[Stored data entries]
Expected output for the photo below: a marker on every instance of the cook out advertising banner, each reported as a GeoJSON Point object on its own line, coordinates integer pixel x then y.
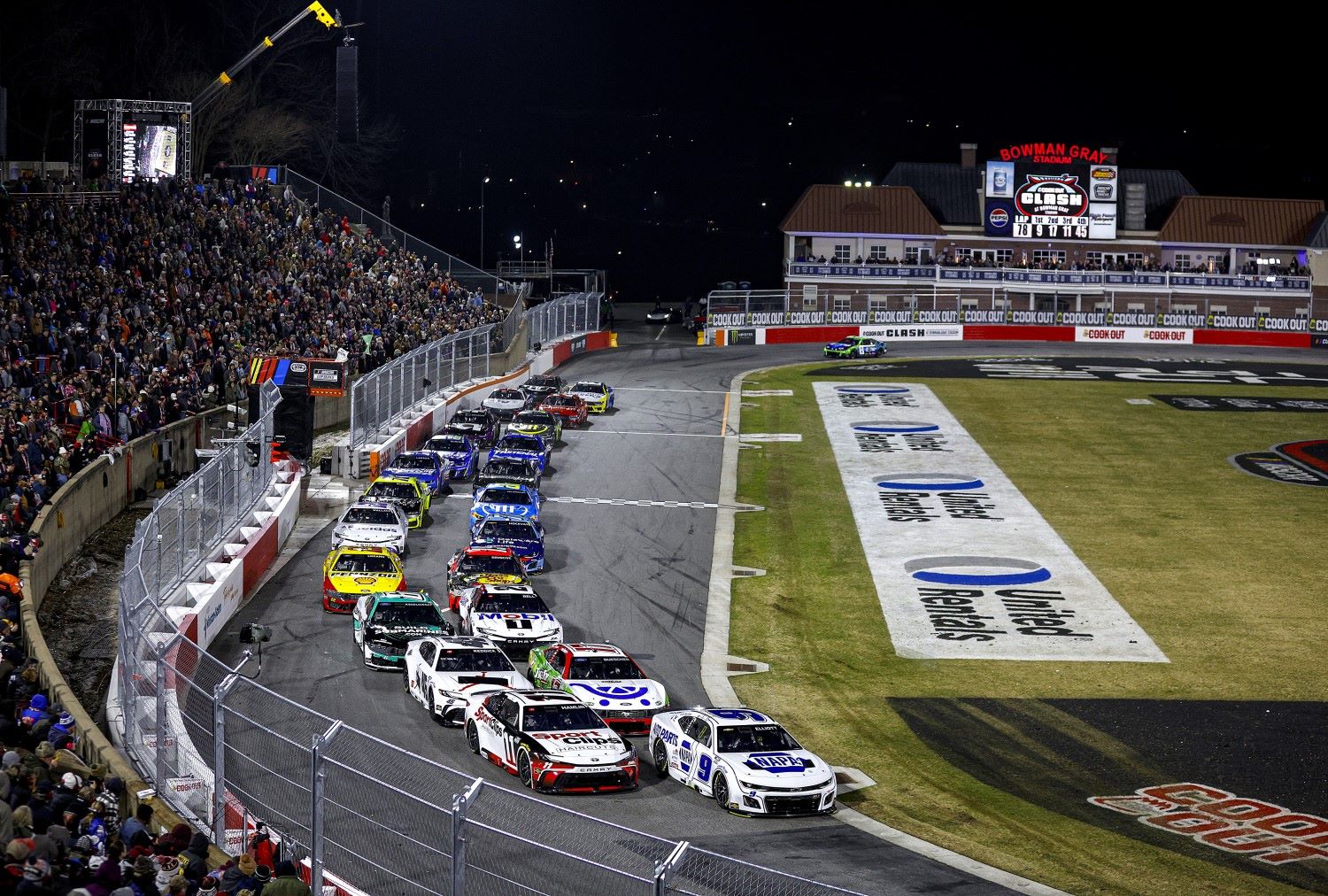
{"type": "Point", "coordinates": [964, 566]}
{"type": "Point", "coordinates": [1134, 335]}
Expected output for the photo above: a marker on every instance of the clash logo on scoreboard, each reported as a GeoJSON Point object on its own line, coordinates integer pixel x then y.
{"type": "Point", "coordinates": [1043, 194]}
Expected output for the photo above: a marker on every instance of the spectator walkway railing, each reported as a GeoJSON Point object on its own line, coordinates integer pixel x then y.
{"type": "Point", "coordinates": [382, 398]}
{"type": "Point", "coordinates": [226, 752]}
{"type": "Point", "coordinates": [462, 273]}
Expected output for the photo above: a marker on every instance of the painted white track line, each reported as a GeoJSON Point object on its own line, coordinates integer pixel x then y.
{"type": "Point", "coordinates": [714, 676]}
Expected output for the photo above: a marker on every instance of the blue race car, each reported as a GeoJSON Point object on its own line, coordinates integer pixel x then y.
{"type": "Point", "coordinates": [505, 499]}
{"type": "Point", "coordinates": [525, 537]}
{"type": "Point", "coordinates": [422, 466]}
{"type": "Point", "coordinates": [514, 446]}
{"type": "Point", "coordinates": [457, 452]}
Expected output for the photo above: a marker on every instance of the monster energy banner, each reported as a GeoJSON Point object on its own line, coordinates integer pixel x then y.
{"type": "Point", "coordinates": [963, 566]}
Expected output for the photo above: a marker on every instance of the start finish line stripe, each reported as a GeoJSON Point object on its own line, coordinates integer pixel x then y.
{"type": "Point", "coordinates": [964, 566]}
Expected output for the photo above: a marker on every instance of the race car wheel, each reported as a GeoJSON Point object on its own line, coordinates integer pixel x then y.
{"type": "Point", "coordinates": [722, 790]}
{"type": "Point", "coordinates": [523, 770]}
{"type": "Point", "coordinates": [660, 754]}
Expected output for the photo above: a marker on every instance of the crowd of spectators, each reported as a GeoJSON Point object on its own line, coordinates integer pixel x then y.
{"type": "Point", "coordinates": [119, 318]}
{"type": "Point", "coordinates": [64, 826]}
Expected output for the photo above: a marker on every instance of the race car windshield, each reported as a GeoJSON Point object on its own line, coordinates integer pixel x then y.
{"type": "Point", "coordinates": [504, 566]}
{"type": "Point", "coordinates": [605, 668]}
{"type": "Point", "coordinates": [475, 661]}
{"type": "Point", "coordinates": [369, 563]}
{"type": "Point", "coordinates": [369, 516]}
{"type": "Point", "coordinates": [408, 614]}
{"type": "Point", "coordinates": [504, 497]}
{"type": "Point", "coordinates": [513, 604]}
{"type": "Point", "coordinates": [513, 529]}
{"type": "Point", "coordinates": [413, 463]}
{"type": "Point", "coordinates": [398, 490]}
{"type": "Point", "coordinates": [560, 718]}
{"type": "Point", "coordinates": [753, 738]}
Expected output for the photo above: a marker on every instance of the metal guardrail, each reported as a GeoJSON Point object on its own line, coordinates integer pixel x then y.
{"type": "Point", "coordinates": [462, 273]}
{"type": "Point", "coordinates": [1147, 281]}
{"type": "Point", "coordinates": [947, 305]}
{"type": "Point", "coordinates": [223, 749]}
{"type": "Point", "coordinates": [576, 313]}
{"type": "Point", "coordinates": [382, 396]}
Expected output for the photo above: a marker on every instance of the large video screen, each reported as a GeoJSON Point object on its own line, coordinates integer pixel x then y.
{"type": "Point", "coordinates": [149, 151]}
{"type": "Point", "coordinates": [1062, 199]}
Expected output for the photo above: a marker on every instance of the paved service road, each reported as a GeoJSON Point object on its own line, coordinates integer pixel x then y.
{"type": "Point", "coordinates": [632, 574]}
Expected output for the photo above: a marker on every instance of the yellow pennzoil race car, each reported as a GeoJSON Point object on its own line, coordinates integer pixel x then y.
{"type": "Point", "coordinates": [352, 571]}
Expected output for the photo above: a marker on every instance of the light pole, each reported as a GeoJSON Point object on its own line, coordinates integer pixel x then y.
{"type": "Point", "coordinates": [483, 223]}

ASSIGNED TASK: What you return must match the records exactly, apart from the images, which are omitted.

ANSWER BELOW:
Expected output for the photo below: a marker on every instance of the cook out advertising banner, each reported as a GeoJSON Point object on its own line, coordinates integer pixel x then y.
{"type": "Point", "coordinates": [964, 566]}
{"type": "Point", "coordinates": [1134, 335]}
Expected output for the photo above: a marker on every instance of the clash logo on scoreboard, each reported as a GeoJSON Point object on its own line, coordinates integer pixel x then y.
{"type": "Point", "coordinates": [1043, 194]}
Expected output for the photo above: a marker on every instance of the spectator walkway railing, each reported as a GeoJSON Point object on its own line, coordinates integer pixel x then y.
{"type": "Point", "coordinates": [382, 398]}
{"type": "Point", "coordinates": [226, 752]}
{"type": "Point", "coordinates": [462, 273]}
Expected output for the photo above: a marker on every instance of the painted white track line, each reported as a GeoJSON Point object on its own line, coordinates integer pixel x then y.
{"type": "Point", "coordinates": [714, 676]}
Expected output for the photo above: a marker on every instance of the blue race car, each reported as a GeoJSON Point object on its own line, coordinates integer pixel x then y.
{"type": "Point", "coordinates": [505, 499]}
{"type": "Point", "coordinates": [525, 537]}
{"type": "Point", "coordinates": [422, 466]}
{"type": "Point", "coordinates": [514, 446]}
{"type": "Point", "coordinates": [457, 452]}
Expected output for the photo above: a marker on every instance of the monster energy banner, each reported as a GeoJSON Point object on its own line, coordinates integer pixel x then y.
{"type": "Point", "coordinates": [963, 566]}
Expected output for the photo above: a marker on every instance of the start finish line stripe, each reported as a GeoJSON Point object on its own line, coordinates integer pixel x then y.
{"type": "Point", "coordinates": [964, 566]}
Expected output for the photo above: a marker on every instance of the race car wheel, each reported as a GeoJSON Point object on its own line, coordinates integer pixel x then y.
{"type": "Point", "coordinates": [722, 790]}
{"type": "Point", "coordinates": [523, 770]}
{"type": "Point", "coordinates": [660, 754]}
Expected output for the photo above: a marker on every instance of the crowd of spectators, each reported as a GeoJSON Point object on its own line, coordinates integer pixel x then y.
{"type": "Point", "coordinates": [119, 318]}
{"type": "Point", "coordinates": [64, 826]}
Expected output for the photo above: a marker on every instance of the race car windshield, each reported as a GeoJSON Point object on its own line, coordinates integer pixel x then y.
{"type": "Point", "coordinates": [504, 566]}
{"type": "Point", "coordinates": [605, 668]}
{"type": "Point", "coordinates": [475, 661]}
{"type": "Point", "coordinates": [369, 563]}
{"type": "Point", "coordinates": [369, 516]}
{"type": "Point", "coordinates": [408, 614]}
{"type": "Point", "coordinates": [504, 497]}
{"type": "Point", "coordinates": [513, 604]}
{"type": "Point", "coordinates": [513, 529]}
{"type": "Point", "coordinates": [413, 463]}
{"type": "Point", "coordinates": [398, 490]}
{"type": "Point", "coordinates": [560, 718]}
{"type": "Point", "coordinates": [753, 738]}
Expected output for the photo above: a marker on every instance of the metal guardrail, each reported as a GeoJSON Point object on its own line, coordinates integer pixel x then y.
{"type": "Point", "coordinates": [462, 273]}
{"type": "Point", "coordinates": [1147, 281]}
{"type": "Point", "coordinates": [947, 305]}
{"type": "Point", "coordinates": [223, 749]}
{"type": "Point", "coordinates": [576, 313]}
{"type": "Point", "coordinates": [382, 396]}
Expected output for the photo above: a marker on every instance of the large video screen, each reported as a GeoJSON Point object on its own line, coordinates integer pixel x then y.
{"type": "Point", "coordinates": [149, 151]}
{"type": "Point", "coordinates": [1062, 199]}
Expected output for the photo above: a marker on every instance of the paved service road, each reported as a GeoJSON Point object on its own line, coordinates integer pixel x then y.
{"type": "Point", "coordinates": [632, 574]}
Expected output for the photo above: a marker on every instance of the yellow pennzoil race car, each reported as a GeoJSON Point object on its own line, coordinates integer pixel x then y.
{"type": "Point", "coordinates": [352, 571]}
Expected output for the photo above: a marker on every instance of the light pole, each reported as a GeoJSON Point object on its own line, coordinates integer pixel x then y.
{"type": "Point", "coordinates": [483, 223]}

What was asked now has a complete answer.